** start of Source **

You can walk the actual landscape on the Tain Way, a roughly 40 kilometre looped trail around Carlingford Mountain starting and ending in the medieval town of Carlingford, with Slieve Foye itself a shorter two and a half hour return walk for anyone who only wants the summit. A short detour near Ballymascanlon brings you to the Proleek Dolmen, a Neolithic portal tomb with a 40 tonne capstone, where local tradition says a wish is granted to anyone who can land a thrown pebble on top and have it stay. Most of County Louth’s mythology-linked sites, including Proleek Dolmen, are free to visit, and Carlingford itself has free parking areas within walking distance of the town centre.

I would build at least a half day around Carlingford if you are following this route: the town has a strong choice of seafood restaurants and pubs along the waterfront, several of which are step-free at the entrance, plus B&Bs and small hotels in the town itself for anyone who wants to break the drive between Dublin and the north coast.

County Roscommon: Rathcroghan and the Morrigan’s Gate to the Otherworld

Earlier I mentioned the Morrigan at Oweynagat only briefly. It deserves more space, because Rathcroghan in County Roscommon is, by area, the largest unexcavated royal site in Europe, with over 240 archaeological monuments packed into 6.5 square kilometres. This was the seat of Queen Medb, the same warrior queen who launches the cattle raid that drives the Tain Bo Cuailnge, and it is genuinely considered the point of origin for Samhain, the festival that became modern Halloween.

The site’s centrepiece is Oweynagat, the Cave of the Cats, a narrow limestone cave entered past an Ogham stone that medieval Christian scribes nicknamed Ireland’s gate to hell. Irish mythology holds that the shape-shifting war goddess the Morrigan dwells inside, and that the cave is one of only three places in Ireland where the Otherworld and the human world genuinely meet.

** end of Source **
** start of Provided data **

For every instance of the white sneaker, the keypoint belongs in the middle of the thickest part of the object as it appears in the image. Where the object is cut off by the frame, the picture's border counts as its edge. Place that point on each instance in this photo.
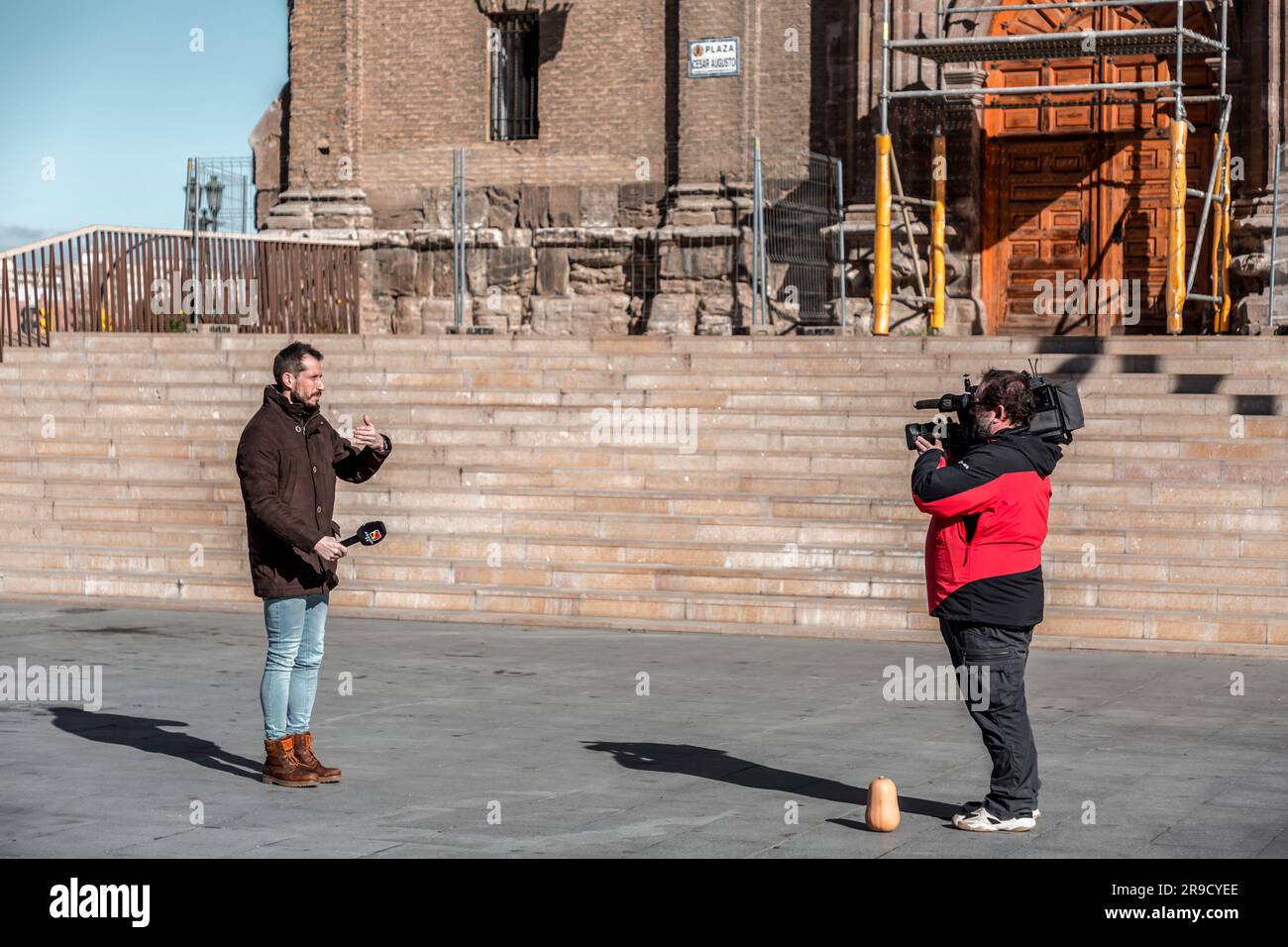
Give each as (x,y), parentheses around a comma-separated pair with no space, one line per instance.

** end of Provided data **

To do:
**a.** According to the travel text on Irish mythology sites, why does the Morrigan at Oweynagat deserve more space than the earlier brief mention? Answer in one to three sentences.
**b.** Carry on the travel text on Irish mythology sites, picking up after its final sentence about Oweynagat.
The lines above come from a different source than the travel text on Irish mythology sites.

Exercise results:
**a.** It deserves more space because Rathcroghan in County Roscommon is, by area, the largest unexcavated royal site in Europe, with over 240 archaeological monuments in 6.5 square kilometers. It was also the seat of Queen Medb, who launches the cattle raid that drives the Tain Bo Cuailnge, and it is considered the point of origin for Samhain, the festival that became modern Halloween.

**b.**
The Rathcroghan Visitor Centre in the village of Tulsk is open Monday to Saturday, with guided archaeological tours running roughly two and a half hours and including entry into Oweynagat itself; from May to August an additional daily tour at 2pm covers the cave specifically. The visitor centre has full wheelchair access, parking and a cafe, though the cave entry on the guided tour involves wet, muddy, low-ceilinged terrain that is not accessible for limited mobility. Book through the official Rathcroghan site, and dress for outdoor conditions regardless of the season.

An ogham stone which forms the lintel of Uaimh na gCat (Oweynagat, i.e. Cave of the Cats) near Ráth Cruachan (Rathcroghan).
©Cathalpeelo, CC BY-SA 4.0

County Tipperary: The Rock of Cashel and the Cycle of the Kings

The Rock of Cashel belongs to the Cycle of the Kings rather than the older mythological material, which means its stories sit closer to documented history, though the line is still blurry in places. This limestone outcrop above Cashel town was the seat of the Kings of Munster for centuries, and tradition holds that Saint Patrick himself baptised King Aenghus here in the fifth century, accidentally driving his crosier through the king’s foot during the ceremony without either man reacting, since Aenghus apparently assumed the pain was simply part of the rite.

Rock Of Cashel, Co.Tipperary, Ireland

What you see today is mostly medieval: a round tower, a roofless Gothic cathedral, high crosses, and Cormac’s Chapel, which holds the only surviving Romanesque frescoes in Ireland. The site was also the scene of a brutal 1647 massacre during the Cromwellian wars, a reminder that the Cycle of the Kings shades into genuine, often grim, Irish history rather than pure myth.

The Rock is open daily year round except December 24 to 26, with summer hours roughly 9am to 7pm and winter hours 9am to 4.30pm, last admission 45 minutes before close. Adult admission is around 8 euro, with reduced rates for seniors, students and children, and a family ticket around 20 euro. Entry into Cormac’s Chapel itself requires a separate guided tour with limited tickets sold on-site. There is a municipal car park at the base of the Rock for roughly 4.50 euro, and the walk up from there is a steep, uneven climb that is genuinely difficult for wheelchair users; the site recommends contacting them directly in advance to discuss access. Cashel town below has a good spread of cafes and restaurants, and Hore Abbey, a free-to-visit Cistercian ruin in the shadow of the Rock, is worth the short walk for photographs alone.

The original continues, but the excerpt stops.